Lay out all of the data below as a Markdown table with the columns "Row" and "Line," giving each non-blank line its own numbered row and omitting blank lines. Leave the pictures out of the table.

[Stored entries]
-- Start --

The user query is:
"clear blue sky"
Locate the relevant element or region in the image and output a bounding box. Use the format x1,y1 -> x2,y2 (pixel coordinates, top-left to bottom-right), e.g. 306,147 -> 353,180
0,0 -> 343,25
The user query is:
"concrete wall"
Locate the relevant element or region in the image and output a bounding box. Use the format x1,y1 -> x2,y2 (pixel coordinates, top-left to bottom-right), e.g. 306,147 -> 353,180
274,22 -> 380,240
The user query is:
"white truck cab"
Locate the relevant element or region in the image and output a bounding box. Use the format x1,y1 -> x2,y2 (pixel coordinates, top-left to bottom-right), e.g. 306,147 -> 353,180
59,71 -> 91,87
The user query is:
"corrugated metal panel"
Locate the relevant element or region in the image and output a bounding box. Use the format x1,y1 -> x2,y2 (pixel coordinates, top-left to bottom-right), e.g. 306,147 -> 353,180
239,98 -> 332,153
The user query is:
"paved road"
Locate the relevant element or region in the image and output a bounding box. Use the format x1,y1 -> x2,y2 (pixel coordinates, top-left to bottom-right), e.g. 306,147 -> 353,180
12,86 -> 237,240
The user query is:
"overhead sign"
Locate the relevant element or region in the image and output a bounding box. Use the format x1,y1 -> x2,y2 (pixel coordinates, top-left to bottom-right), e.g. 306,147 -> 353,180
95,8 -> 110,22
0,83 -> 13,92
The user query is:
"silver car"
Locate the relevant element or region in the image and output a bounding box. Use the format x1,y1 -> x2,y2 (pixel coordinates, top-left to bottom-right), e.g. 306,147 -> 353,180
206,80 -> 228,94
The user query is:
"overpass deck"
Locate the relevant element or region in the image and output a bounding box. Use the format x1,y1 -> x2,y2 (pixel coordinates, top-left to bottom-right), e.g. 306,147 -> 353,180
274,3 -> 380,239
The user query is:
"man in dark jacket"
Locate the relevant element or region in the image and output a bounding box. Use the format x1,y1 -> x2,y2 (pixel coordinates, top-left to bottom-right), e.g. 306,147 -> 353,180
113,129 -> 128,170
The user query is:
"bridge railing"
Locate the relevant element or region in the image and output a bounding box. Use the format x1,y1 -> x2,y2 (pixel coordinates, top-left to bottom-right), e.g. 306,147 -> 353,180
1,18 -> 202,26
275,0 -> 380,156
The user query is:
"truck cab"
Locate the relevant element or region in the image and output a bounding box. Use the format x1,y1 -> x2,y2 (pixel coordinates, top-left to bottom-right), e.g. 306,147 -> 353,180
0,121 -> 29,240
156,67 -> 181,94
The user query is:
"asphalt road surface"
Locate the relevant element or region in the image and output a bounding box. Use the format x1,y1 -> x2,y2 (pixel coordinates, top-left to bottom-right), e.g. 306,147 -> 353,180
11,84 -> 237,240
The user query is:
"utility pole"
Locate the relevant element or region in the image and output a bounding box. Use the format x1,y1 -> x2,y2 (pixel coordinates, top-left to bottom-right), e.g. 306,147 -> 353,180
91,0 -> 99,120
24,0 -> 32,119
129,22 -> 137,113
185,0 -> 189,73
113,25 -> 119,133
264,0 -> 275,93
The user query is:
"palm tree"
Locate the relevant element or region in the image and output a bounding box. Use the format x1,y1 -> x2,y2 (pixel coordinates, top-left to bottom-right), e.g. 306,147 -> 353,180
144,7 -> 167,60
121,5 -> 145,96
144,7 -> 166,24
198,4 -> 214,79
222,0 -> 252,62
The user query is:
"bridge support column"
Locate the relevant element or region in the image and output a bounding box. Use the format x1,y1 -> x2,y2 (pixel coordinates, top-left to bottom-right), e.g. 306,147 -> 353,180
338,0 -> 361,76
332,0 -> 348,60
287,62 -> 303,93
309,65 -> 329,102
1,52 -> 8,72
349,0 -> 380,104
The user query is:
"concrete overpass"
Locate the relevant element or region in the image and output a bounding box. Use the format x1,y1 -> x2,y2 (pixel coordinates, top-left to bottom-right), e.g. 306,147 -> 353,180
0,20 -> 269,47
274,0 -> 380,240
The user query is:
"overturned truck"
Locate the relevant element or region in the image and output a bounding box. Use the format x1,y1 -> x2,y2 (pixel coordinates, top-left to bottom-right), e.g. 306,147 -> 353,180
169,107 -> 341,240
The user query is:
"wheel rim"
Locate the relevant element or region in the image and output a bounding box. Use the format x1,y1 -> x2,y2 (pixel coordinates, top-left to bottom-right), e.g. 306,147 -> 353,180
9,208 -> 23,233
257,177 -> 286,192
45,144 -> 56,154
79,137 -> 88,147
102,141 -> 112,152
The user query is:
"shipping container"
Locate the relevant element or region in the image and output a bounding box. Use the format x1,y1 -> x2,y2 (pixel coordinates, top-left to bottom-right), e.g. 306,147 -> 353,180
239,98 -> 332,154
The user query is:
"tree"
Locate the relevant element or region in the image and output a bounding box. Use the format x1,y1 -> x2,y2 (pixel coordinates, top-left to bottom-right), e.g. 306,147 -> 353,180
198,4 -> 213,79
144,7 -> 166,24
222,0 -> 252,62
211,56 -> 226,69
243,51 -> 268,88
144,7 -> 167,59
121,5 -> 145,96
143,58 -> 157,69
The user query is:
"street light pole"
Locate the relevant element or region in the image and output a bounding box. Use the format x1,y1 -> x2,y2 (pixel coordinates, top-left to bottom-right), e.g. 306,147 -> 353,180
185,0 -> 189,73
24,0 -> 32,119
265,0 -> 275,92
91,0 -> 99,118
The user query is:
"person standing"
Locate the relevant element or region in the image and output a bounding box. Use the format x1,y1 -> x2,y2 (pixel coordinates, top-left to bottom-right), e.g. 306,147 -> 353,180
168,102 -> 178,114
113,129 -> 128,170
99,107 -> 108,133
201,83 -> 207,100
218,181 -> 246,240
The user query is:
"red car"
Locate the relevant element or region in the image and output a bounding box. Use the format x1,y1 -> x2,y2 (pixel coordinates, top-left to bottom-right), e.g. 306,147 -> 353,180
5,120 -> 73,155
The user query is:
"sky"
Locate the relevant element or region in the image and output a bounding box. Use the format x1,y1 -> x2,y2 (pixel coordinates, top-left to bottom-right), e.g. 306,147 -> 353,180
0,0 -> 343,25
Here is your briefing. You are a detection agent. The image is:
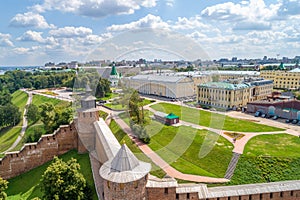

-- End --

WRITTEN RESPONSE:
| Row | Line |
|---|---|
| 1 | The user query is: |
| 2 | "clear blue sky" |
| 3 | Locate the relevant element or region in the image and output a bounding box. Use the format x1,y1 -> x2,y2 (pixel coordinates, top-left to bottom-right), e.g. 306,147 -> 353,180 |
| 4 | 0,0 -> 343,25 |
| 5 | The user query is: |
| 6 | "concrete wall" |
| 7 | Locate the relevant element or region in the image and output a bounding box. Use the format x1,y1 -> x2,y2 (pixel coordinates, top-left to bottom-right), e.g. 306,147 -> 353,180 |
| 8 | 274,22 -> 380,240 |
| 9 | The user query is: |
| 10 | "white truck cab" |
| 11 | Locate the relevant element or region in the image and output a bounding box. Use the format x1,y1 -> x2,y2 (pixel coordinates, top-left to bottom-right), e.g. 306,147 -> 353,180 |
| 12 | 59,71 -> 91,87 |
| 13 | The user query is: |
| 14 | "corrugated metal panel" |
| 15 | Locate the relevant element or region in the image and output a bounding box. Use the format x1,y1 -> x2,y2 (pixel coordinates, top-left to bottom-right), e.g. 306,147 -> 353,180 |
| 16 | 239,98 -> 332,153 |
| 17 | The user query is: |
| 18 | "paved road" |
| 19 | Locate the relevant element or region in the image and output a bounding box. Use the format x1,y1 -> x2,y2 (pixel coordinates, top-left to bottom-right), e.g. 306,147 -> 353,180 |
| 20 | 12,86 -> 237,240 |
| 21 | The user query is: |
| 22 | "overhead sign" |
| 23 | Locate the relevant element or region in the image and output a bounding box. Use the format x1,y1 -> x2,y2 (pixel coordinates, top-left to bottom-right), e.g. 306,147 -> 353,180 |
| 24 | 95,8 -> 110,22 |
| 25 | 0,83 -> 13,92 |
| 26 | The user query is: |
| 27 | "silver car" |
| 28 | Locate the relevant element or region in the image and output a bounding box. Use the format x1,y1 -> x2,y2 (pixel coordinates, top-left to bottom-right), e.g. 306,147 -> 353,180 |
| 29 | 206,80 -> 228,94 |
| 30 | The user query is: |
| 31 | "overpass deck" |
| 32 | Locate the relevant element or region in the image and output a bounding box. Use the format x1,y1 -> x2,y2 (pixel coordinates, top-left to bottom-right), e.g. 306,147 -> 353,180 |
| 33 | 274,3 -> 380,239 |
| 34 | The user query is: |
| 35 | "man in dark jacket" |
| 36 | Locate the relevant element or region in the image and output a bounding box. Use the format x1,y1 -> x2,y2 (pixel coordinates, top-left to bottom-right), e.g. 306,147 -> 353,180 |
| 37 | 113,129 -> 128,170 |
| 38 | The user query is: |
| 39 | "bridge railing" |
| 40 | Locate the relevant element or region in the image and output a bounding box. Use the format x1,y1 -> x2,y2 (pixel coordinates, top-left to bottom-right), e.g. 306,147 -> 353,180 |
| 41 | 1,18 -> 202,26 |
| 42 | 275,0 -> 380,156 |
| 43 | The user query is: |
| 44 | "truck cab" |
| 45 | Locate the relevant element or region in the image and output a bounding box. Use the format x1,y1 -> x2,y2 (pixel coordinates, top-left to bottom-right), e.g. 306,147 -> 353,180 |
| 46 | 0,121 -> 29,240 |
| 47 | 156,67 -> 181,94 |
| 48 | The user query is: |
| 49 | "asphalt road surface" |
| 50 | Locate the relevant element or region in the image and output a bounding box. Use the format x1,y1 -> x2,y2 (pixel coordinates, top-left to bottom-right), e.g. 306,147 -> 353,180 |
| 51 | 11,84 -> 237,240 |
| 52 | The user query is: |
| 53 | "utility pole" |
| 54 | Locate the relevant element or region in the image and output a bounding box. Use the format x1,y1 -> x2,y2 (pixel coordinates, top-left to bottom-right), e.g. 306,147 -> 353,180 |
| 55 | 91,0 -> 99,120 |
| 56 | 24,0 -> 32,119 |
| 57 | 129,22 -> 137,113 |
| 58 | 185,0 -> 189,73 |
| 59 | 113,25 -> 119,133 |
| 60 | 264,0 -> 275,93 |
| 61 | The user query is: |
| 62 | "palm tree" |
| 63 | Locate the relevant element or region in the image and output a bounding box. Use the format x1,y1 -> x2,y2 (pixel coordinates, top-left to bottom-right), e.g. 306,147 -> 353,180 |
| 64 | 144,7 -> 167,60 |
| 65 | 121,5 -> 145,96 |
| 66 | 144,7 -> 166,24 |
| 67 | 198,4 -> 214,79 |
| 68 | 222,0 -> 252,62 |
| 69 | The user query is: |
| 70 | "bridge support column" |
| 71 | Locate the relevant element or region in the image and output a bounding box. Use the format x1,y1 -> x2,y2 (pixel coordinates, top-left to bottom-right), e.g. 306,147 -> 353,180 |
| 72 | 338,0 -> 361,76 |
| 73 | 332,0 -> 348,60 |
| 74 | 287,62 -> 303,93 |
| 75 | 309,65 -> 329,102 |
| 76 | 1,52 -> 8,72 |
| 77 | 349,0 -> 380,104 |
| 78 | The user query is: |
| 79 | "concrete overpass" |
| 80 | Locate the relevant element or region in the image and output a bounding box. Use the format x1,y1 -> x2,y2 (pixel coordinates, top-left to bottom-right), e.g. 306,147 -> 353,180 |
| 81 | 0,20 -> 269,47 |
| 82 | 274,0 -> 380,240 |
| 83 | The user query is: |
| 84 | "overturned truck" |
| 85 | Locate the relevant element or region in the image and output a bounding box. Use the format x1,y1 -> x2,y2 (pixel coordinates, top-left to bottom-right), e.g. 306,147 -> 353,180 |
| 86 | 169,107 -> 341,240 |
| 87 | The user query is: |
| 88 | "wheel rim" |
| 89 | Locate the relevant element or region in the image and output a bounding box. Use the format x1,y1 -> x2,y2 (pixel coordinates, top-left to bottom-right), e.g. 306,147 -> 353,180 |
| 90 | 9,208 -> 23,233 |
| 91 | 257,177 -> 286,192 |
| 92 | 45,144 -> 56,154 |
| 93 | 79,137 -> 88,147 |
| 94 | 102,141 -> 112,152 |
| 95 | The user query is: |
| 96 | "shipping container" |
| 97 | Locate the relevant element or region in the image and output a bounding box. Use the format x1,y1 -> x2,y2 (pixel coordinates, top-left to bottom-right), e.g. 306,147 -> 353,180 |
| 98 | 239,98 -> 332,154 |
| 99 | The user query is: |
| 100 | "tree" |
| 101 | Locate the relevant element or region in the image and output a bounding box. Use the format x1,y1 -> x2,y2 (pixel coordinates, top-left to bottom-right), e.g. 306,147 -> 353,180 |
| 102 | 198,4 -> 213,79 |
| 103 | 144,7 -> 166,24 |
| 104 | 222,0 -> 252,62 |
| 105 | 211,56 -> 226,69 |
| 106 | 243,51 -> 268,88 |
| 107 | 144,7 -> 167,59 |
| 108 | 121,5 -> 145,96 |
| 109 | 143,58 -> 157,69 |
| 110 | The user query is: |
| 111 | "street light pole" |
| 112 | Locate the relevant element or region in the image and output a bounding box. Use the format x1,y1 -> x2,y2 (pixel coordinates, top-left to bottom-right), e.g. 306,147 -> 353,180 |
| 113 | 185,0 -> 189,73 |
| 114 | 24,0 -> 32,119 |
| 115 | 265,0 -> 275,92 |
| 116 | 91,0 -> 99,118 |
| 117 | The user query is: |
| 118 | "person standing" |
| 119 | Locate the relevant element or region in the image and output a bounding box. Use the format x1,y1 -> x2,y2 (pixel coordinates, top-left to bottom-right), e.g. 306,147 -> 353,180 |
| 120 | 168,102 -> 178,114 |
| 121 | 113,129 -> 128,170 |
| 122 | 99,107 -> 108,133 |
| 123 | 201,83 -> 207,100 |
| 124 | 218,181 -> 246,240 |
| 125 | The user query is: |
| 126 | "red car" |
| 127 | Locate the relevant element or region in the image and output a bounding box. Use the format x1,y1 -> x2,y2 (pixel coordinates, top-left to bottom-right), e.g. 306,147 -> 353,180 |
| 128 | 5,120 -> 73,155 |
| 129 | The user query is: |
| 130 | "sky" |
| 131 | Locate the relevant element or region in the image and output a bounding box. Use the format x1,y1 -> x2,y2 (pixel coordinates, top-left to bottom-right), e.g. 306,147 -> 353,180 |
| 132 | 0,0 -> 343,25 |
| 133 | Here is your briefing. You are a detection agent. The image is: |